--- Available data ---
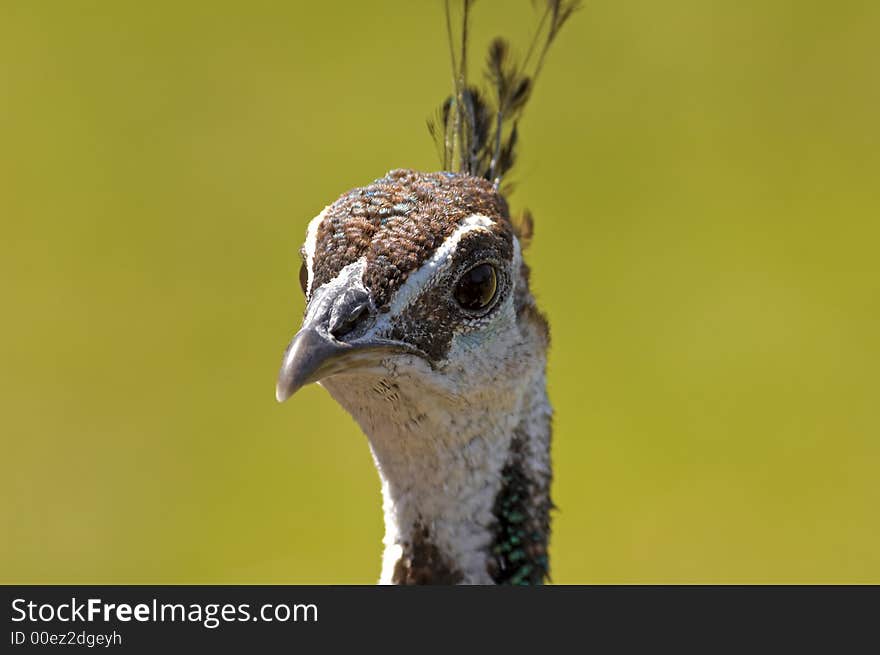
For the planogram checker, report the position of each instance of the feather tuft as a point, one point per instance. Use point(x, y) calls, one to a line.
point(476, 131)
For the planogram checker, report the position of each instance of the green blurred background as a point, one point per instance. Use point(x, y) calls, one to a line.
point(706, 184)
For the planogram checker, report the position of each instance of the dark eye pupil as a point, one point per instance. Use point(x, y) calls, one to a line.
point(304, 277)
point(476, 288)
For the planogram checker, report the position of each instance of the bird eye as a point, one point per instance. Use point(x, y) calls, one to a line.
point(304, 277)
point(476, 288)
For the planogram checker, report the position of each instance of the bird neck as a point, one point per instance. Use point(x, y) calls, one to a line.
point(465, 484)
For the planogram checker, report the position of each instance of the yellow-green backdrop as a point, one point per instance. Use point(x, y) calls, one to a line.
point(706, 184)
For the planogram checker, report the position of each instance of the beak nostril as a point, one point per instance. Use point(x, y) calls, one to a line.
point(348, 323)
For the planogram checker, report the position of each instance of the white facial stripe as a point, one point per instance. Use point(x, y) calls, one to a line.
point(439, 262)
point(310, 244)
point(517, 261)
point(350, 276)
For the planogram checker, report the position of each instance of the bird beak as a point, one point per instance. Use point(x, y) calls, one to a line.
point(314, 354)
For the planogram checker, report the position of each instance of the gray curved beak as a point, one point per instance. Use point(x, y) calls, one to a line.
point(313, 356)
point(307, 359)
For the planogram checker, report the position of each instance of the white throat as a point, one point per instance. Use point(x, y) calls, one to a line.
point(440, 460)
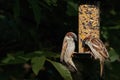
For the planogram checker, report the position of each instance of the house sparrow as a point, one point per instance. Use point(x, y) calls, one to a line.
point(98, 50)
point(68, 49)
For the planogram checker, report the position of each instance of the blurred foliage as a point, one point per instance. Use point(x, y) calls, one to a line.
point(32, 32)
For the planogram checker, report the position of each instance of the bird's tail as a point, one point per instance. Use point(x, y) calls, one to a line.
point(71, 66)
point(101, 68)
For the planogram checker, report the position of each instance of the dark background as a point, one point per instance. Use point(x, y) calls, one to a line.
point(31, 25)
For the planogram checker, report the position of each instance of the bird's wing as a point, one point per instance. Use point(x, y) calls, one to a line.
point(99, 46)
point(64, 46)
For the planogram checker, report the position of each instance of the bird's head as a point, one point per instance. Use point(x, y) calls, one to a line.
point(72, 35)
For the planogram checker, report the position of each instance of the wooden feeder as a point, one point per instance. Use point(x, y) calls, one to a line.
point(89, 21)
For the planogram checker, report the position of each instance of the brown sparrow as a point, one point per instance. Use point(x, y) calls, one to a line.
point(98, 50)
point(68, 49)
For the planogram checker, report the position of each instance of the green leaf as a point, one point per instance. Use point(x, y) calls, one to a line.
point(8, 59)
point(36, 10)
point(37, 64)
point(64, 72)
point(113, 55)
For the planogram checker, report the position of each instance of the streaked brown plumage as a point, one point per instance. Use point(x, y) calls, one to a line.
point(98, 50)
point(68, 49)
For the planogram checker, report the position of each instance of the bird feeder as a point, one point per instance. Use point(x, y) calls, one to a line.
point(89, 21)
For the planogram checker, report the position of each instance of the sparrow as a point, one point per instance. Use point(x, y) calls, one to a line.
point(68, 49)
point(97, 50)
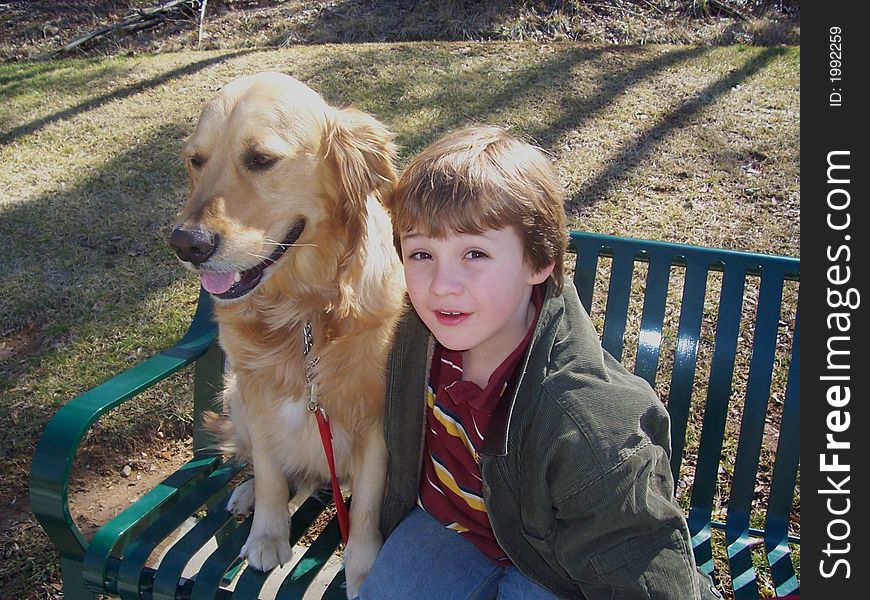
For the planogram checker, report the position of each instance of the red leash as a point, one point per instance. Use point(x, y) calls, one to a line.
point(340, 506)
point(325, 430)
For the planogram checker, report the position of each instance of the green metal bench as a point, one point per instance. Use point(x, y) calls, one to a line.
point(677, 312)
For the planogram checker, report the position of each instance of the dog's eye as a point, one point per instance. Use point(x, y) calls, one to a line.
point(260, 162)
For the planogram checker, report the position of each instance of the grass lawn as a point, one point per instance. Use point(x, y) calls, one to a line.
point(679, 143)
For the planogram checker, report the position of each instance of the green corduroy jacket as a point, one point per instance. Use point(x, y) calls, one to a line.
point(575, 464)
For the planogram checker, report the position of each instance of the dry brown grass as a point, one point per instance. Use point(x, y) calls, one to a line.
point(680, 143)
* * *
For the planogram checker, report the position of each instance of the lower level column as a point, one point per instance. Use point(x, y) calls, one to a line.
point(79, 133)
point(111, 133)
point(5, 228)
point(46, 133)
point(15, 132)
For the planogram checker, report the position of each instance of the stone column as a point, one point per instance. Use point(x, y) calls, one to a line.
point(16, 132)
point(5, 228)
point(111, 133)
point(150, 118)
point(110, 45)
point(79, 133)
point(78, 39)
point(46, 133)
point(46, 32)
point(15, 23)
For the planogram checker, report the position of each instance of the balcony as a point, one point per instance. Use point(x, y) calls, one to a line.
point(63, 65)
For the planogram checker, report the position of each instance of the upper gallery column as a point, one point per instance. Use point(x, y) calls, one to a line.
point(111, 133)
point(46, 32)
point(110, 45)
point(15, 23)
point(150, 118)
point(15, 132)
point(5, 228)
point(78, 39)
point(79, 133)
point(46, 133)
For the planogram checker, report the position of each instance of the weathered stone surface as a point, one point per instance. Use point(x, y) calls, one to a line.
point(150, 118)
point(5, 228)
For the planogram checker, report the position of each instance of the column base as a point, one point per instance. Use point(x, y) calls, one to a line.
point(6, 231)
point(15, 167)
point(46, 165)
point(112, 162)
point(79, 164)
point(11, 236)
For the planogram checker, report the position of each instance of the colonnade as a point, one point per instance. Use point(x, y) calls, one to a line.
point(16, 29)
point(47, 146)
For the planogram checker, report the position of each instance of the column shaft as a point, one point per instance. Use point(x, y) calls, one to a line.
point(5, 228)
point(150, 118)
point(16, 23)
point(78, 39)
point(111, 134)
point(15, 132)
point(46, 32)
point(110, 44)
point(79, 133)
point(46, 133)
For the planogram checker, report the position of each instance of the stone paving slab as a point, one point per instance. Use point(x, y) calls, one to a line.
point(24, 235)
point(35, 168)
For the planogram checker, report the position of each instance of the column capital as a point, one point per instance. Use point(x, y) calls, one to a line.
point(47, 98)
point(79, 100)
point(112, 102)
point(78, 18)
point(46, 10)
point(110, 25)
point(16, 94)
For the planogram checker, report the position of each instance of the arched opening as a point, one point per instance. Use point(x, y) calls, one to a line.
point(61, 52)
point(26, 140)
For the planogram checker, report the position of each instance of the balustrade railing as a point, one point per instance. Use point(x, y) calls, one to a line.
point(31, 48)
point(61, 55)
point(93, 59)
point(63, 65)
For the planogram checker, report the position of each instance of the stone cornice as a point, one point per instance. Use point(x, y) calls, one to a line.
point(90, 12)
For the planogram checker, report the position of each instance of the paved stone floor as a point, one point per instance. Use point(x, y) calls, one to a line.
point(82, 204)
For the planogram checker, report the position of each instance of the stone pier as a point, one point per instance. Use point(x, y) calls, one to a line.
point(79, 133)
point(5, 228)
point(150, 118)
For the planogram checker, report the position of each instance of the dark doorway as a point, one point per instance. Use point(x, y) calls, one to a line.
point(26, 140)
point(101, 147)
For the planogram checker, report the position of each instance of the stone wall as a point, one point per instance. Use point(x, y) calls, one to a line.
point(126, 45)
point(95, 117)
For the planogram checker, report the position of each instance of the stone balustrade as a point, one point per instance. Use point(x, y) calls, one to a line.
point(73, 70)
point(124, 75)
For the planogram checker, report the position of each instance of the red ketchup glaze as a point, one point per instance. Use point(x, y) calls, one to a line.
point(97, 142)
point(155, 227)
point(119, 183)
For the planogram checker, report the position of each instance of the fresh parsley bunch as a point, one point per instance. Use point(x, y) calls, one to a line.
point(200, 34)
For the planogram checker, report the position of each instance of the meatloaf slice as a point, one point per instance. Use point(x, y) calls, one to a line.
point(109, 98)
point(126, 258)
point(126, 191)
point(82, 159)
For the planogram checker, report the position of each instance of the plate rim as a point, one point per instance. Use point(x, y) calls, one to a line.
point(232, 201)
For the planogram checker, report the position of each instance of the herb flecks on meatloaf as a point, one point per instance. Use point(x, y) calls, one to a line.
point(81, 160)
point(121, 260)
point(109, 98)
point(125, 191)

--- Required work ---
Convert the listing lines, from the line containing "of the feather" through the line containing "point(476, 131)", both included, into a Markdown table with the columns Row and Listing line, leaving out any blank lines.

--- Answer for this exercise ---
| Row | Listing line |
|---|---|
| 1 | For the planogram checker, report the position of each instance of the feather tuft as a point, one point per instance. Use point(x, y) calls, one to a line. |
| 2 | point(476, 131) |